# WHAT TO DO
Reproduce every line of the records below verbatim, omitting the pictures.

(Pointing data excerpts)

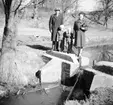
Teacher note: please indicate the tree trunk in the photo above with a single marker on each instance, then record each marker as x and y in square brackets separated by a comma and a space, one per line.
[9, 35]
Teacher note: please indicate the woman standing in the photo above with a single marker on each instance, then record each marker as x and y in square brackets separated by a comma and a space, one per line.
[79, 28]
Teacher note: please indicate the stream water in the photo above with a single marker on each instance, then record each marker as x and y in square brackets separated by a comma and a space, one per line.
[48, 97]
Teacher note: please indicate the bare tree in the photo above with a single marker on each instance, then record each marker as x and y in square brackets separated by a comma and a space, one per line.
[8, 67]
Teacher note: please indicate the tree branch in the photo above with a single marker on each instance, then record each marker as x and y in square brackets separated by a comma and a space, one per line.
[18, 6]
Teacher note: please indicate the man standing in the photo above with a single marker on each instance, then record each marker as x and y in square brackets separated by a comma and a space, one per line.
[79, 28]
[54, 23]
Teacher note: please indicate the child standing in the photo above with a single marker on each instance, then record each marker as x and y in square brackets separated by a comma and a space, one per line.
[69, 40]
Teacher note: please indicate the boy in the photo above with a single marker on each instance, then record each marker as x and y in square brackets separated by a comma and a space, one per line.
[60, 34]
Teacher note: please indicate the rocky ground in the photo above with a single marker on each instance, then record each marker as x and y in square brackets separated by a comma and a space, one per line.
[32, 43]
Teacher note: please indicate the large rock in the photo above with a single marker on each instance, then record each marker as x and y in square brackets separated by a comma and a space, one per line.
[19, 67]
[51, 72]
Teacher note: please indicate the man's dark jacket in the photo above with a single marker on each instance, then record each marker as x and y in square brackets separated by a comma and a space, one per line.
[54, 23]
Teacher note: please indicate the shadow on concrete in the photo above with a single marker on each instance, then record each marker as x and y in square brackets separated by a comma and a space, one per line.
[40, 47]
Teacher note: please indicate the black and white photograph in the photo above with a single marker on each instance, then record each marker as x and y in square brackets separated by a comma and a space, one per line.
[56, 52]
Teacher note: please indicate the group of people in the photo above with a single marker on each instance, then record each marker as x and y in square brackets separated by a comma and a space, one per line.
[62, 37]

# FINAL RESULT
Teacher note: please indicate the tree trunk in the photo above with a single marker on each instance, then record each marker as x and y in square brackets separated by a comma and a space, one per line.
[9, 35]
Teacher note: please indicate the woman standing in the photo above with a single marker on each instance, then record each marker as x and y in square brackets separated by a comma and a space, one per line.
[79, 28]
Teacher note: please indicate the stream water in the photo above with a single marker on each instance, then record each marker as x and y in square brackets separated by a comma and a space, one per line.
[48, 97]
Teacher note: please indicate the bare tree in the photo above with a single marker on each instance, then record each marker as x and y in square brackets separated by a comma and a space, one per line.
[8, 67]
Teacher note: please indicate the tree branch in the photo above with a single marker on each instance, then record each marker as x and y in square brackets separated by a comma and a space, one per line.
[18, 6]
Teacher note: please indicate the man standing in the photo above with a single marker on each instance, then record each marker as x and y in square brackets separated by a comma and a space, one per line.
[79, 28]
[54, 23]
Teacher note: please indicate the child standing in the photo above with a single marker on each instance, then record each marker as x and y in square brackets separated by a comma and a space, one per line.
[69, 40]
Teacher note: please indicate the boy in the photo above with a single marker on each instance, then record each marker as x and y in square brackets separated by a comma and a space, one per line.
[60, 34]
Teacher note: please indicate the rocky ground in the photo above with a single marker on each instance, then record each marker as x and y in square brackets separated by a comma and a space, one per line.
[32, 43]
Teacher note: please indicate the large rock in the photo above with a single marker on each instance, then record each marker as x and y in square brackets separated by a comma and a space, one per line.
[19, 67]
[51, 72]
Teacher note: please indicate the man's dark jacket in the photo above with a single marker on each instance, then record each marker as x and y in square brackets separated by a comma and a space, one per line.
[54, 23]
Teacher note: please indicate the shadow on concrete in the photo above with a single marker on each instance, then record each marker as x and y in square brackets separated by a comma and a space, one per line.
[40, 47]
Teacher note: please indicate the black and white photograph in the photo above with a single marker on each instance, then record each marker as x and y in square brackets separated by a comma and a space, one per line.
[56, 52]
Teacher note: please indicate the group of people in the photo above with a single marker on each instance, then record each marker as x and y in square brackets separated by a comma and a space, one per line.
[62, 37]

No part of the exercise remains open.